── Extracted text ──
Wake County Data Centers Strain Water Supply, Spark Community Concerns
A proposed Apex data center would have consumed up to 1 million gallons of water daily, equal to one-fifth of the town's entire water supply, prompting a community coalition and a council moratorium push.

When Natelli Investments LLC filed plans in September 2025 to build a 250-megawatt data center on a 190-acre farm off Old U.S. Highway 1 in New Hill, many residents of western Wake County learned for the first time how much water a single AI-era facility could drain from their shared supply. The proposed New Hill Digital Campus, on Shearon Harris Road near Duke Energy's nuclear plant, would have pulled up to one million gallons of water per day from the Western Wake Regional Water Reclamation Facility for cooling purposes. One-third of that water, according to the developer's own filings, was expected to evaporate into the surrounding air.
Jonathan Jacobs, Apex's water resources director, put that volume in terms Wake County residents could feel: one million gallons a day equals roughly one-fifth of Apex's average daily water use across the entire town. Spread across a typical household consuming about 300 gallons daily, the same draw would supply water to more than 3,300 homes.
The numbers galvanized neighbors. Residents formed the Protect Wake County Coalition, a volunteer group that rallied more than 100 people in October 2025 and gathered over 2,000 petition signatures opposing the project. Michelle Hoffner O'Connor, a biologist and clinical scientist who co-led the coalition, told the Apex Town Council in March that she questioned whether town staff and officials had the technical expertise needed to write rules that would genuinely protect residents from future proposals.
───
── Exercise data ──
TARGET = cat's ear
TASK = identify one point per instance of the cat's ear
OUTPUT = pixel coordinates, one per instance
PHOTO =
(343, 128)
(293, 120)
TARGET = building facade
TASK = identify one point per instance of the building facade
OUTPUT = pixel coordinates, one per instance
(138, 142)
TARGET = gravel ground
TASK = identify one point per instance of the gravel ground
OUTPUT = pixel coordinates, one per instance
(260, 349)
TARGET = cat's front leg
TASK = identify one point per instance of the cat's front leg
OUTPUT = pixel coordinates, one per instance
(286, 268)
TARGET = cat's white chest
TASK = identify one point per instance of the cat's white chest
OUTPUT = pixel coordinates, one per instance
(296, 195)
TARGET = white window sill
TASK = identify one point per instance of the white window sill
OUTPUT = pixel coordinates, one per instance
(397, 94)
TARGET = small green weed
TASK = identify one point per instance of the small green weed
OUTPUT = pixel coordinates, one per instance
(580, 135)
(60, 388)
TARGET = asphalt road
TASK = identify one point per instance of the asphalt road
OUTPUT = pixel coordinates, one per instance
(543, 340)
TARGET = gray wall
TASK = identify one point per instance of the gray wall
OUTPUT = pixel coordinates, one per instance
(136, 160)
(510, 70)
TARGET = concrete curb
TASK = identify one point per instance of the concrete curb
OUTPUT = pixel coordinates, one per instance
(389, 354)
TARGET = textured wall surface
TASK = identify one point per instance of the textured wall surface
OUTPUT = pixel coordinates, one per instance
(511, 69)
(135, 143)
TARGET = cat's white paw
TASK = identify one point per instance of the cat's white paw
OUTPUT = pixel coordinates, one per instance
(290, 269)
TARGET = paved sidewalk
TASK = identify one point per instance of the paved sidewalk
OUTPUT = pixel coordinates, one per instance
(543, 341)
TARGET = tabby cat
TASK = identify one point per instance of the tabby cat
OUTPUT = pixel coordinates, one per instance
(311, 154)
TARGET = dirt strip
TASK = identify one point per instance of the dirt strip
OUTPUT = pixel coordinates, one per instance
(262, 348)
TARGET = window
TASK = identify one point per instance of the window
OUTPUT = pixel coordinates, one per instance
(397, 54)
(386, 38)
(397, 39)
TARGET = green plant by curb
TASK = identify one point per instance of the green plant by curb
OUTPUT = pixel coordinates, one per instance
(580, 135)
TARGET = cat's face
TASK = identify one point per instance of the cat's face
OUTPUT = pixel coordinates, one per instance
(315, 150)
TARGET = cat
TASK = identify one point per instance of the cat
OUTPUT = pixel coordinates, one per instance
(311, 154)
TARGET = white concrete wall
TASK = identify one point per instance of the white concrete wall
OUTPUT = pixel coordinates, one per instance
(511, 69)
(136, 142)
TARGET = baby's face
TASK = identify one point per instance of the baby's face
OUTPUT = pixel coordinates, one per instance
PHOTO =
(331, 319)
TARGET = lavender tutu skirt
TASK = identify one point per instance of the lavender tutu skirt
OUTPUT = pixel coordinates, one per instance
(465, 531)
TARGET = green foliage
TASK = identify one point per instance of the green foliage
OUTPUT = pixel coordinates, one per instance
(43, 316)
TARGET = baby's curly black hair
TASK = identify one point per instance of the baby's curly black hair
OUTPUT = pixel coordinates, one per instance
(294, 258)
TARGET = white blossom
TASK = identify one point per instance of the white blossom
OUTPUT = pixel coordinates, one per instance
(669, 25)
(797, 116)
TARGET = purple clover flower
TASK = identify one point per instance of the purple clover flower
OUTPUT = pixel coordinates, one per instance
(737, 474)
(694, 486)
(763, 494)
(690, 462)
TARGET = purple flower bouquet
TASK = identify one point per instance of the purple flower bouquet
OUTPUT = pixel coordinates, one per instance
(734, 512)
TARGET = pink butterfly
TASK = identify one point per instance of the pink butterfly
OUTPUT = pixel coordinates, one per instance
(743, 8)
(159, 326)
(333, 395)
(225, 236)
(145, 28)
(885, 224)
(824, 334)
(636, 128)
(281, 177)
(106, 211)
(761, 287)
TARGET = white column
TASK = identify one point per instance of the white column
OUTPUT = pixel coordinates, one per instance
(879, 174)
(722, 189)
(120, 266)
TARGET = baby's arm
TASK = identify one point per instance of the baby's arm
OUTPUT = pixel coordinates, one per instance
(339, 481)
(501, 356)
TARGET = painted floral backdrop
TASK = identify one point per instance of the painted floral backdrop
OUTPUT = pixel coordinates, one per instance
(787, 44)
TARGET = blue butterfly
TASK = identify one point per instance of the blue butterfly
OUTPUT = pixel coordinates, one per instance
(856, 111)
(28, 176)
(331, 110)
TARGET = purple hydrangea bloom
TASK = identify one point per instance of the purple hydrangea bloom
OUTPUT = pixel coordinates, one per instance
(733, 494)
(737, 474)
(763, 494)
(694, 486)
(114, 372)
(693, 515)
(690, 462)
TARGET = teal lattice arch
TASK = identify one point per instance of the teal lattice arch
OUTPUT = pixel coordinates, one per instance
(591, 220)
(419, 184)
───
Please transcribe the full text of the article on Wake County data centers and water supply, word for word. The rows have nothing to do with this.

Wake County Data Centers Strain Water Supply, Spark Community Concerns
A proposed Apex data center would have consumed up to 1 million gallons of water daily, equal to one-fifth of the town's entire water supply, prompting a community coalition and a council moratorium push.

When Natelli Investments LLC filed plans in September 2025 to build a 250-megawatt data center on a 190-acre farm off Old U.S. Highway 1 in New Hill, many residents of western Wake County learned for the first time how much water a single AI-era facility could drain from their shared supply. The proposed New Hill Digital Campus, on Shearon Harris Road near Duke Energy's nuclear plant, would have pulled up to one million gallons of water per day from the Western Wake Regional Water Reclamation Facility for cooling purposes. One-third of that water, according to the developer's own filings, was expected to evaporate into the surrounding air.
Jonathan Jacobs, Apex's water resources director, put that volume in terms Wake County residents could feel: one million gallons a day equals roughly one-fifth of Apex's average daily water use across the entire town. Spread across a typical household consuming about 300 gallons daily, the same draw would supply water to more than 3,300 homes.
The numbers galvanized neighbors. Residents formed the Protect Wake County Coalition, a volunteer group that rallied more than 100 people in October 2025 and gathered over 2,000 petition signatures opposing the project. Michelle Hoffner O'Connor, a biologist and clinical scientist who co-led the coalition, told the Apex Town Council in March that she questioned whether town staff and officials had the technical expertise needed to write rules that would genuinely protect residents from future proposals.